■ Provided passage ■
◆ ◆ ◆ ◆ ◆ ◆ ◆
Local author and CAST member Paul Breen asks whether our glass should be half empty or half full as we set out on the new season:
Starting off with a nod to one of my favourite Charlton blogs, this is going to be a glass half-empty, glass half-full rollercoaster kind of article. Maybe it’s an appropriate topic too since my last article in one fanzine was about The Royal Oak and my latest in another is again connected to the joys of drinking amongst the Charlton family on a matchday.
When it comes to Charlton-related writing, the glass is certainly overflowing. There’s a health and an exuberance around the club that would give anyone a buzz with or without a beer. Popular young journalist Benji Nurick has also been given a new position in the club as editor of Valley Review. A whole range of other initiatives are happening across the club in terms of the Women’s Team, diversity, inclusion and fan engagement, including those with four legs or otherwise equipped. All of this has contributed to the buzz in different ways. But will that buzz still be there by the time Shrewsbury come to town on 23rd April 2022?
Hopefully yes, with plenty of positives to come. And being Charlton, a few hiccups along the way. By the time we go to Ipswich on the weekend of 30th April, we’ll have passed through 22 other away grounds in League One. The first glasses of the season will be raised at home in SE7 though. We start against Sheffield Wednesday next Saturday 7th August. In some quarters, a lack of signings and consequent squad depth has caused justifiable concerns. However, past experience has shown that rushing into signings for the sake of it can cause even more long-term damage. Just think of Dowie in 2007 and Neil Lennon’s last summer at Celtic where years of good work was undone in a single disastrous transfer window.
We do need a stronger squad though to compete across the duration of another long, arduous season in which there will inevitably be injuries. Nigel Adkins, having won several promotions at this level before, obviously knows that and must have a plan in place. Compared to Chris Powell’s team of 2012 which had a look of champions from the outset, the 2021 squad looks thin on the ground. Hopefully though, by the time we go to Gillingham on the 4th of September, the squad will have been bolstered in a few key places.
◆ ◆ ◆ ◆ ◆ ◆ ◆
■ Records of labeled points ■
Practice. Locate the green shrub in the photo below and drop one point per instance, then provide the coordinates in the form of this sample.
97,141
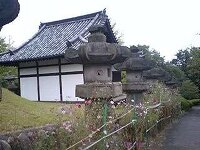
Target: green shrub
189,90
195,102
185,104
◆ ◆ ◆ ◆ ◆ ◆ ◆
From the Charlton season article, reproduce the text from "When it comes" up to and including "23rd April 2022?".

■ Complete response ■
When it comes to Charlton-related writing, the glass is certainly overflowing. There’s a health and an exuberance around the club that would give anyone a buzz with or without a beer. Popular young journalist Benji Nurick has also been given a new position in the club as editor of Valley Review. A whole range of other initiatives are happening across the club in terms of the Women’s Team, diversity, inclusion and fan engagement, including those with four legs or otherwise equipped. All of this has contributed to the buzz in different ways. But will that buzz still be there by the time Shrewsbury come to town on 23rd April 2022?